§ **WHAT IS EXPECTED**
Copy the lines of the entries below word for word, starting with the line that contains "every visible headlight." and ending after the line that contains "top-left (83, 2), bottom-right (129, 10)".

───── DATA IN THIS EXERCISE ─────

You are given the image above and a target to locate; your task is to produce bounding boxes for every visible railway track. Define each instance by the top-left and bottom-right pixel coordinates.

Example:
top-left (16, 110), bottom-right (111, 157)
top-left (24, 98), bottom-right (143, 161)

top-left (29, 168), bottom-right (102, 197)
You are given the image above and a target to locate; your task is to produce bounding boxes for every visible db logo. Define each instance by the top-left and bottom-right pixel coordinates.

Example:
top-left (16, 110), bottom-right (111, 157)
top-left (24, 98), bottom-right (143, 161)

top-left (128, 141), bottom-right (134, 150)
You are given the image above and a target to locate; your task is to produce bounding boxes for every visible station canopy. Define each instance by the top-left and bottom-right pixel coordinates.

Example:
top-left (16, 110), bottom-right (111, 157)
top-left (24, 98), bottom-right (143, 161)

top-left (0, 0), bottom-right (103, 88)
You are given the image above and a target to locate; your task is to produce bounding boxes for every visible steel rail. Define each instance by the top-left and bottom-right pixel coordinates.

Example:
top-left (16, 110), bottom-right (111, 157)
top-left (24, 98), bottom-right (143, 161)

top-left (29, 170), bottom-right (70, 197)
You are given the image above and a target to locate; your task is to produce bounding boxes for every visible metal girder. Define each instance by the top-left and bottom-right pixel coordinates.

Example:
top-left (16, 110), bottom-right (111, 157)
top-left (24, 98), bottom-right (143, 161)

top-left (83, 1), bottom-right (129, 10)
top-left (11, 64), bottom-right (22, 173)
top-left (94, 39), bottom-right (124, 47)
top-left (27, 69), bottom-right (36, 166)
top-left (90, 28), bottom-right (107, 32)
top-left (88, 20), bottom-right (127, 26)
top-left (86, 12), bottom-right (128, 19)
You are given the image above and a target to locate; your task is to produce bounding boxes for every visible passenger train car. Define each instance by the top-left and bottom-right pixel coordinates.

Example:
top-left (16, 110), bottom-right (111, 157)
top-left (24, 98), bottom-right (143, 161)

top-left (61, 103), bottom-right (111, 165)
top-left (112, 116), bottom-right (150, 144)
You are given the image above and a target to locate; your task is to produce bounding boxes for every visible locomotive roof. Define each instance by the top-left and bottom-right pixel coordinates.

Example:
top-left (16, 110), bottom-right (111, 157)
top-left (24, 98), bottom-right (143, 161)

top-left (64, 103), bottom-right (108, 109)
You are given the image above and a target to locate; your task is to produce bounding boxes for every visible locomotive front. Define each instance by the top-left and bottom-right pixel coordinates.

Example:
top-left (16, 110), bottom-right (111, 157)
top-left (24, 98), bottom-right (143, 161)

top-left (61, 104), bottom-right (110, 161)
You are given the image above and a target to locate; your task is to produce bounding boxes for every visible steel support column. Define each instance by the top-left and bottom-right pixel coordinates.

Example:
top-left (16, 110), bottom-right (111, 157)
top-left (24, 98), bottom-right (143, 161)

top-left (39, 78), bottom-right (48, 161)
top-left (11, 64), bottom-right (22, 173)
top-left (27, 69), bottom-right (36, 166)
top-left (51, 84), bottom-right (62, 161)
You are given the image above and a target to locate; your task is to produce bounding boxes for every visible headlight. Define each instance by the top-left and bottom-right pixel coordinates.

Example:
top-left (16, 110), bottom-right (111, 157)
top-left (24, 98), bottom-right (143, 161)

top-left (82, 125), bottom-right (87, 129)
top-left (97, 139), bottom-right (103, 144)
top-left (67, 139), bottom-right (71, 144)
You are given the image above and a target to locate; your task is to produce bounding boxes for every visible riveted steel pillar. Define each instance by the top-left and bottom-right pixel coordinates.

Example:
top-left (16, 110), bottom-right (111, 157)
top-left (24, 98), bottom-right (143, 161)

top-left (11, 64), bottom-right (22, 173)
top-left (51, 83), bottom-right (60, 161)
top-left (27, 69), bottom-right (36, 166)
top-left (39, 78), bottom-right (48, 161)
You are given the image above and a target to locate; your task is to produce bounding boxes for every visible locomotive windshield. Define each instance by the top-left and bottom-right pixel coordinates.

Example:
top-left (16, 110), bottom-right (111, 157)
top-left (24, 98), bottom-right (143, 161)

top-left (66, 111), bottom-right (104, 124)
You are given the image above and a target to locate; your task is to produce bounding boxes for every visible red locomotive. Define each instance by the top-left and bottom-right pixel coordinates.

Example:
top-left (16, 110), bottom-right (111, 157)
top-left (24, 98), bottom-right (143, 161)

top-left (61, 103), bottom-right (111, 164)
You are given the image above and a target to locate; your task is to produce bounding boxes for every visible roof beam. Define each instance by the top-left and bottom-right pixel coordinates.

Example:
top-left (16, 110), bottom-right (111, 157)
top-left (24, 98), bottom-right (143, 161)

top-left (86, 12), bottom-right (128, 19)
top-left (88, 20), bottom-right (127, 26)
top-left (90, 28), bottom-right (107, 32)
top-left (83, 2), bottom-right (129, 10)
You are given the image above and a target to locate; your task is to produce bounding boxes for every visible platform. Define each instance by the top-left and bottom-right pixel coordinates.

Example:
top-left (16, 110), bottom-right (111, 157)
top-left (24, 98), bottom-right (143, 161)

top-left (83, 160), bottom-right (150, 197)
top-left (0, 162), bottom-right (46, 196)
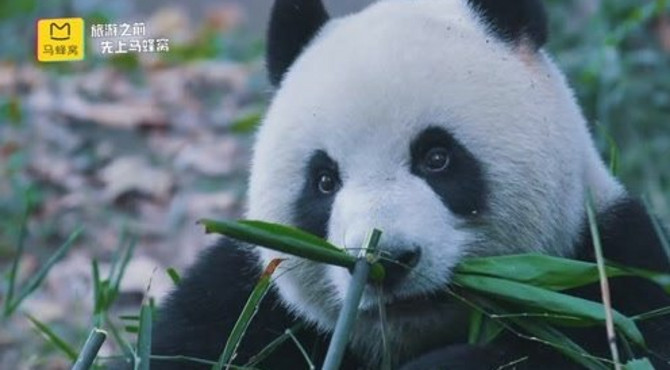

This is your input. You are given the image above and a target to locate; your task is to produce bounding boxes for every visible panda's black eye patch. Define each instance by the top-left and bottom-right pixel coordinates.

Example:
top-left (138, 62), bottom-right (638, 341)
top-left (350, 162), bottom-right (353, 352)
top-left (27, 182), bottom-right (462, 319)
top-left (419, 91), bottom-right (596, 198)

top-left (317, 171), bottom-right (337, 195)
top-left (293, 150), bottom-right (342, 237)
top-left (421, 146), bottom-right (450, 173)
top-left (410, 127), bottom-right (487, 216)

─────

§ **TASK SOLUTION**
You are given the image above and a target to locate; your task is to produce bounding boxes for every visible headlight. Define each instance by the top-left and bottom-right pixel coordinates.

Example:
top-left (16, 110), bottom-right (111, 157)
top-left (24, 98), bottom-right (143, 161)

top-left (82, 125), bottom-right (87, 129)
top-left (97, 139), bottom-right (103, 144)
top-left (67, 139), bottom-right (71, 144)
You are given the image above and a target to locate; your task is to produce bounding boxes for every visible riveted steel pillar. Define each instance by the top-left and bottom-right pixel coordinates.

Example:
top-left (16, 110), bottom-right (111, 157)
top-left (24, 98), bottom-right (143, 161)

top-left (11, 64), bottom-right (22, 173)
top-left (51, 83), bottom-right (60, 161)
top-left (27, 69), bottom-right (36, 166)
top-left (39, 78), bottom-right (48, 161)
You are given the image above and a target to locate; your task is to produce bounding boxes for every visible locomotive windshield. Define each instance by the top-left and bottom-right pixel coordinates.

Example:
top-left (16, 110), bottom-right (111, 157)
top-left (24, 98), bottom-right (143, 161)

top-left (66, 111), bottom-right (104, 124)
You are given the image above and a target to locate; your task is to produce bounding boxes for every visible red locomotive. Define each instance by the top-left and bottom-right pixel coordinates.

Example:
top-left (16, 110), bottom-right (111, 157)
top-left (24, 98), bottom-right (143, 161)

top-left (61, 103), bottom-right (111, 164)
You are given the image above and a target to locate; your task is to produce bounding boxes for every visible roof beam. Define each instance by the top-left and bottom-right pixel coordinates.

Example:
top-left (16, 110), bottom-right (111, 157)
top-left (24, 98), bottom-right (143, 161)

top-left (86, 12), bottom-right (128, 19)
top-left (88, 20), bottom-right (127, 26)
top-left (90, 28), bottom-right (107, 32)
top-left (83, 2), bottom-right (129, 10)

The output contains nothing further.